--- Requirement ---
Rewrite all of the records below as a numbered list and leave out any blank lines.

Raw records
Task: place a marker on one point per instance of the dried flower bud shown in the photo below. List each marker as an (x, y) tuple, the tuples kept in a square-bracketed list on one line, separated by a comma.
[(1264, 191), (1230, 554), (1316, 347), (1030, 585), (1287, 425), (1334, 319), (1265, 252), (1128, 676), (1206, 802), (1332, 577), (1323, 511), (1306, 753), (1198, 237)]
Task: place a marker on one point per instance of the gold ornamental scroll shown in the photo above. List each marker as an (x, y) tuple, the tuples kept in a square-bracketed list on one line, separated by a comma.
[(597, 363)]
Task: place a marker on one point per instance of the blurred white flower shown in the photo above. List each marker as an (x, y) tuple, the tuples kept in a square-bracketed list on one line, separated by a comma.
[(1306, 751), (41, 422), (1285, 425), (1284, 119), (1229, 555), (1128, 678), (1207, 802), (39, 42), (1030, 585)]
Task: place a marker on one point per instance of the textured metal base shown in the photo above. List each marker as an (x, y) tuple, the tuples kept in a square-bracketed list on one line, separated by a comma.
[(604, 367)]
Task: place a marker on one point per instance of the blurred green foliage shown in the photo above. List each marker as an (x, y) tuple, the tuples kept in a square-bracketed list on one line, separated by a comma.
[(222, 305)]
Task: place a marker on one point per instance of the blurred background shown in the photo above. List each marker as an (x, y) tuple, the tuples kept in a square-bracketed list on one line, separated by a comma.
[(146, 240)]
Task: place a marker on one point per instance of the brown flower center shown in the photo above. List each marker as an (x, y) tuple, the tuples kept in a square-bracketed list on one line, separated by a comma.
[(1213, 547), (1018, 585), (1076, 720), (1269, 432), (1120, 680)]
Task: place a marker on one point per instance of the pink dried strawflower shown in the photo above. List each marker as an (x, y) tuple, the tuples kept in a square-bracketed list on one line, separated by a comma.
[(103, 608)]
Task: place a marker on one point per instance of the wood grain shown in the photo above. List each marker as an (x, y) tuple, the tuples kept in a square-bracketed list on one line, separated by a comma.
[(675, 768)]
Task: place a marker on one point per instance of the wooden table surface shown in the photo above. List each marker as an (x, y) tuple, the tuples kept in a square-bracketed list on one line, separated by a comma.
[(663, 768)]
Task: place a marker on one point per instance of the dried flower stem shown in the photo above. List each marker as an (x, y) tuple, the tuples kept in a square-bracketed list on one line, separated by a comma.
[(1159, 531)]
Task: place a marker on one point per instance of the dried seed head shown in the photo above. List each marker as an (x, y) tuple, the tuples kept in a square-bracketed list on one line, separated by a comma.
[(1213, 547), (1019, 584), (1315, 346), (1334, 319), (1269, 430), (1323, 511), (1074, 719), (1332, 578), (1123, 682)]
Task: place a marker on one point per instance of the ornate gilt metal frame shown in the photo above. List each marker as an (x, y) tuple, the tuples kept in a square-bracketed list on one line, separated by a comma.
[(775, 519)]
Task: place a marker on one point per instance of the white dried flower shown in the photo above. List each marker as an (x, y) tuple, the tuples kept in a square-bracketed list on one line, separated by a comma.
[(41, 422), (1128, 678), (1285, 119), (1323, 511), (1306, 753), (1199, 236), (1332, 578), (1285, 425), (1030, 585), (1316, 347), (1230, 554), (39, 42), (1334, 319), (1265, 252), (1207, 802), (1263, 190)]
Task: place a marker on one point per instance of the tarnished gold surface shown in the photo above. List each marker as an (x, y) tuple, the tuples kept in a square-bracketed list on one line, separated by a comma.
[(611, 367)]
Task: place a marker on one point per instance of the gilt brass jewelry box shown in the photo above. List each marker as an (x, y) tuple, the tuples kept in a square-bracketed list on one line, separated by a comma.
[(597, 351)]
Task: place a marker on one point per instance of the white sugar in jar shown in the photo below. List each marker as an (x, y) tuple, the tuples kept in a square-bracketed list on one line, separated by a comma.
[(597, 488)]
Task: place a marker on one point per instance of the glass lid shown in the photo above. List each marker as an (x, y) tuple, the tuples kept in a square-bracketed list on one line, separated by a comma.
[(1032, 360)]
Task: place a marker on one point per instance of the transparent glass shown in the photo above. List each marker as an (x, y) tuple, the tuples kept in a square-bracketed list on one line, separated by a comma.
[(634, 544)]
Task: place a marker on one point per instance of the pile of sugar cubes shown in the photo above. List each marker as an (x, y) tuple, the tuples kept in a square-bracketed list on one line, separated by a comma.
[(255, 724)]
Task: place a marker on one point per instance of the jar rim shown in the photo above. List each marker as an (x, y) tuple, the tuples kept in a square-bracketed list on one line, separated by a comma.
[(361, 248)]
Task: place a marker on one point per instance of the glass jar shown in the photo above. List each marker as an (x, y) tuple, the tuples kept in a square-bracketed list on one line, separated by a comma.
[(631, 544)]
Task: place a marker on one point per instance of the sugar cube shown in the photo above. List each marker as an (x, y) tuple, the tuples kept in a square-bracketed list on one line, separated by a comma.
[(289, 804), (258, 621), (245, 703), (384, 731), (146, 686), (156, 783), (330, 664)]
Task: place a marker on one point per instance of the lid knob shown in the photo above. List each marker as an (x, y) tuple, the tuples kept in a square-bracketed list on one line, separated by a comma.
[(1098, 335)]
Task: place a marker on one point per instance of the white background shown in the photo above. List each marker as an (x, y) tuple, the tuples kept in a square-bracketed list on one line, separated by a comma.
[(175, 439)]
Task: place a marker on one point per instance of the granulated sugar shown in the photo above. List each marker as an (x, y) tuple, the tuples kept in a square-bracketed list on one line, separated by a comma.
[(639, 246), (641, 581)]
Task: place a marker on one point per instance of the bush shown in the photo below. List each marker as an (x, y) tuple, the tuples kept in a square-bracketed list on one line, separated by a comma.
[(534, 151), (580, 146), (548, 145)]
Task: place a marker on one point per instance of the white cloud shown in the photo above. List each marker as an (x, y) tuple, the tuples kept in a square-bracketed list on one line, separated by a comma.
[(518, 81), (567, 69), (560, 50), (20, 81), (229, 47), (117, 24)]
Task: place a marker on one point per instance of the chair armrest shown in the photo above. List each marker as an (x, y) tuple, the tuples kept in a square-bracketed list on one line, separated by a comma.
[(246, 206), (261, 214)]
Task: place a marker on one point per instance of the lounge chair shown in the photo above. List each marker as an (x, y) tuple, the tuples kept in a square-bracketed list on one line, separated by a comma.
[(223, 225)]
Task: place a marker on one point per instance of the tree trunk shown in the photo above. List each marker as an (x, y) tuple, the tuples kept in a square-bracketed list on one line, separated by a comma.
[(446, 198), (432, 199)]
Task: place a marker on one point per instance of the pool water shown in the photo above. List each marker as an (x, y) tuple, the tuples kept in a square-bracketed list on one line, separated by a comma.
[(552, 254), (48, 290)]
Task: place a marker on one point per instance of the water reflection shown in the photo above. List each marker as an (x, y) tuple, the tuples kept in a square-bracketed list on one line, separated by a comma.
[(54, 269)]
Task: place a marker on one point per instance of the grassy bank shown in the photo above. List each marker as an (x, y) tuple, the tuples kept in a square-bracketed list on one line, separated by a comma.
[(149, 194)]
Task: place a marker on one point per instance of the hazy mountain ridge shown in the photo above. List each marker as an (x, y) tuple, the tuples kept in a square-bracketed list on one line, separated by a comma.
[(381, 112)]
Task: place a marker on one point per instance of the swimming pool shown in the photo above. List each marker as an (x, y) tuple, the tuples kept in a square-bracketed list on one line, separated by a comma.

--- Task answer ---
1. Task: place a marker on one point per instance of the dried flower bud shown in the photo below. List each marker as an (x, y) tuple, the tuples kept in a square-bracketed list on one line, separated by a comma.
2. [(1264, 191), (1230, 554), (1316, 347), (1030, 585), (1287, 425), (1334, 319), (1265, 252), (1128, 676), (1206, 802), (1332, 577), (1323, 511), (1306, 753), (1198, 237)]
3. Task: place a marker on one point per instance of the gold ornamental scroll shown in the photo above. List each marker as an (x, y) tuple, the tuples kept in a square-bracketed list on one line, separated by a comma.
4. [(597, 363)]
5. Task: place a marker on one point per instance of the blurred white flower shown in the photo above. List each marker as an (x, y) tuple, the tuples kept in a square-bracketed list on one line, separated by a comma.
6. [(1306, 751), (41, 422), (1285, 425), (1284, 119), (1229, 555), (1128, 678), (1207, 802), (39, 42), (1030, 585)]
7. Task: place a marker on one point per instance of the textured metal base shown in the photo above. List each marker as an (x, y) tuple, the tuples kept in a square-bracketed list on one line, separated by a comma.
8. [(604, 367)]
9. Task: place a marker on one point per instance of the blurred green foliage shown in the photo above. List each marker as an (x, y) tuple, the tuples kept in a square-bracketed list on one line, separated by a comma.
10. [(222, 305)]
11. Task: place a marker on one point per instance of the blurred background shown in the photo above. List each marker as an (x, y) tuple, the tuples kept in a square-bracketed list on one line, separated by a comma.
12. [(146, 240)]
13. Task: place a marker on one point per instance of the brown flower center shown in the photo above. List each marker as an (x, y) tuple, the tuples kept in a square-bracketed list on one line, separated by a comma.
14. [(1213, 547), (1018, 585), (1076, 720), (1269, 432), (1120, 680)]
15. Task: place a marker on one point per instance of the pink dried strawflower shown in the photo above. List each marker as an (x, y) tuple, the tuples kept in a square-bracketed list on one line, separated by a comma.
16. [(103, 608)]
17. Task: place a marker on one point per instance of the wood grain shown in the photo above. List each marker as an (x, y) tuple, the tuples kept in a square-bracketed list on one line, separated by a comma.
18. [(675, 768)]
19. Task: place a marker on one point per instance of the wooden table surface shown in the photo above. List each marker as an (x, y) tuple, the tuples kept in a square-bracketed list on one line, separated by a comma.
20. [(663, 768)]
21. Task: place a marker on one point per instance of the dried flower stem shown in the photo above. List each marker as an (x, y) tuple, the tuples kept in a square-bracketed list on one line, separated by a comma.
22. [(1159, 531)]
23. Task: place a marker on one point per instance of the dried seed head shown in the photo above. List each marker as an (x, y) tuple, the tuples kept in a square-bracketed list on one line, separated by a comma.
24. [(1213, 547), (1019, 584), (1315, 346), (1334, 319), (1269, 430), (1323, 511), (1074, 719), (1332, 578), (1123, 682)]
25. Task: place a marker on one point per instance of the ornate gilt metal frame shown in the photo above. List each marker as an (x, y) tuple, the tuples kept in a square-bracketed list on one line, separated by a comma.
26. [(775, 519)]
27. Task: place a marker on one point per instance of the white dried flower shown in the photo above. List each marker as an (x, y) tuple, the tuples kept in a square-bracketed list on one line, separated by a comma.
28. [(41, 422), (1128, 678), (1285, 119), (1323, 511), (1306, 753), (1199, 236), (1332, 578), (1285, 425), (1030, 585), (1316, 347), (1230, 554), (39, 42), (1334, 319), (1265, 252), (1207, 802), (1263, 190)]
29. Task: place a marker on one point per instance of the tarnished gold surface shown in the photo above. List each marker as an (x, y) tuple, the tuples kept in a square-bracketed list on one line, separated by a comma.
30. [(611, 367)]
31. Task: place a marker on one point per instance of the gilt brass jewelry box shown in the photo above. List each marker as an (x, y) tuple, the tuples kept in a square-bracketed list on one line, separated by a comma.
32. [(597, 351)]
33. Task: place a marker on one point per instance of the white sugar in jar shown in the photo below. List each marker as an (x, y) tuple, the tuples kept in a square-bracketed list on one line, separated by a comma.
34. [(597, 488)]
35. Task: place a marker on one point per instance of the glass lid shown in the photo above. List each marker as an (x, y) tuple, the tuples kept in a square-bracketed list on one line, separated by a comma.
36. [(1032, 360)]
37. Task: place a marker on one point per instance of the transparent glass shown in the photo above. List each marker as an (x, y) tuple, the tuples kept in a square-bracketed list on one line, separated by a comma.
38. [(634, 544)]
39. Task: place a marker on one point per instance of the pile of sugar cubes shown in the photo above. List each marker as an (x, y) tuple, the tuples kept in a square-bracketed list on one line, separated by a comma.
40. [(255, 724)]
41. Task: place a marker on one point per instance of the jar rim shown in the photo above. List each marker as an (x, y) tuple, the tuples kept in a square-bracketed list on one line, separated by a comma.
42. [(361, 248)]
43. Task: place a marker on one point per instance of the glass jar shown in the photo above. List each marker as an (x, y) tuple, the tuples kept in a square-bracketed list on one line, separated by a comma.
44. [(631, 544)]
45. Task: place a marker on one point per instance of the sugar cube shown in the photo above. List each marker as an (x, y) tuple, the tuples kept in a square-bracketed list on one line, separated by a comma.
46. [(289, 804), (258, 621), (245, 703), (384, 731), (146, 686), (156, 783), (330, 664)]
47. Task: place a marker on one point per instance of the lid knob shown in the photo above. List each marker as an (x, y) tuple, the tuples kept in a square-bracketed list on one line, separated by a comma.
48. [(1098, 335)]
49. Task: place a marker on one point per instance of the white background shown in the photo above. List each marker as an (x, y) tuple, the tuples kept in a square-bracketed list on one line, separated by a comma.
50. [(175, 439)]
51. Task: place a marker on one point per instance of the granulated sugar shown in the photo above. List each marker as an (x, y) tuple, the tuples kept in a square-bracketed list on one line, separated by a comma.
52. [(639, 246), (641, 581)]
53. Task: place a marker on one point per instance of the bush shown in the photo below. List each marker as an (x, y) tuple, the tuples kept in a square-bracketed list on one line, separated by a comma.
54. [(534, 151), (580, 146), (548, 145)]
55. Task: place a marker on one point per instance of the white cloud shown in the photo above. List each marker as an (x, y) tuple, the tuples kept in a square-bracketed list on one line, separated by a comma.
56. [(518, 81), (567, 69), (560, 50), (20, 81), (229, 47), (117, 24)]
57. Task: place a marker on one point per instance of the chair armrest shown in the photo above. List each marker as an (x, y) tuple, the tuples kept in a square-bracketed list on one line, separated by a comma.
58. [(246, 206), (261, 214)]
59. Task: place a marker on one point per instance of the lounge chair shown in the photo above. List each marker as an (x, y) tuple, the tuples kept in a square-bracketed list on one line, separated by a comma.
60. [(223, 225)]
61. Task: place a marker on one point per instance of the tree trunk shown in the photo above. List each marker as an (x, y) tuple, the tuples kept in a square-bracketed list on one line, separated by a comma.
62. [(446, 198), (432, 199)]
63. Task: place a marker on one point per instance of the pool water shown in the photo above. List each marker as an (x, y) tuple, the tuples kept in a square-bracketed list on one line, separated by a comma.
64. [(552, 254), (48, 290)]
65. Task: place a marker on one point per instance of the water reflection shown in the photo above. List each marker as an (x, y) tuple, the tuples kept in a square-bracketed list on one line, separated by a comma.
66. [(54, 269)]
67. Task: place a marker on one point per instance of the grassy bank shown in the photo above. List each marker as an (x, y) tuple, the tuples kept in a square-bracketed list on one line, separated by a comma.
68. [(149, 194)]
69. Task: place a marker on one point per instance of the hazy mountain ridge shown in the photo above. List each marker as an (x, y) tuple, the tuples kept in a square-bracketed list on one line, separated by a comma.
70. [(381, 112)]
71. Task: place a marker on one point per instance of the swimming pool shown in the photo above. List each marker as an (x, y) tuple, the tuples kept in a square-bracketed list on one line, separated by a comma.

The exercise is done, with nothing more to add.